Rows:
══════════
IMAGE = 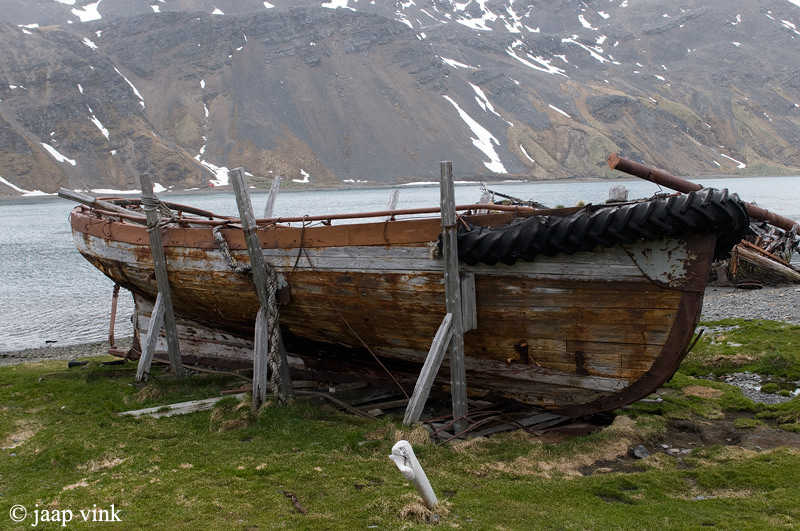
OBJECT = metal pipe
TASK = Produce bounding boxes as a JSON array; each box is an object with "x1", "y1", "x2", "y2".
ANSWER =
[
  {"x1": 389, "y1": 440, "x2": 438, "y2": 509},
  {"x1": 608, "y1": 153, "x2": 800, "y2": 232}
]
══════════
Do this:
Update the material above, changing "metal pipe" to "steel pipe" and leaving everything else as it is. Omit the pictures from your answer.

Solution to this task:
IMAGE = 
OBJECT = steel pipe
TASK = Produce bounding boxes as a JSON array; each box is an object with "x1", "y1", "x2", "y2".
ANSWER =
[
  {"x1": 389, "y1": 440, "x2": 438, "y2": 509},
  {"x1": 608, "y1": 153, "x2": 800, "y2": 232}
]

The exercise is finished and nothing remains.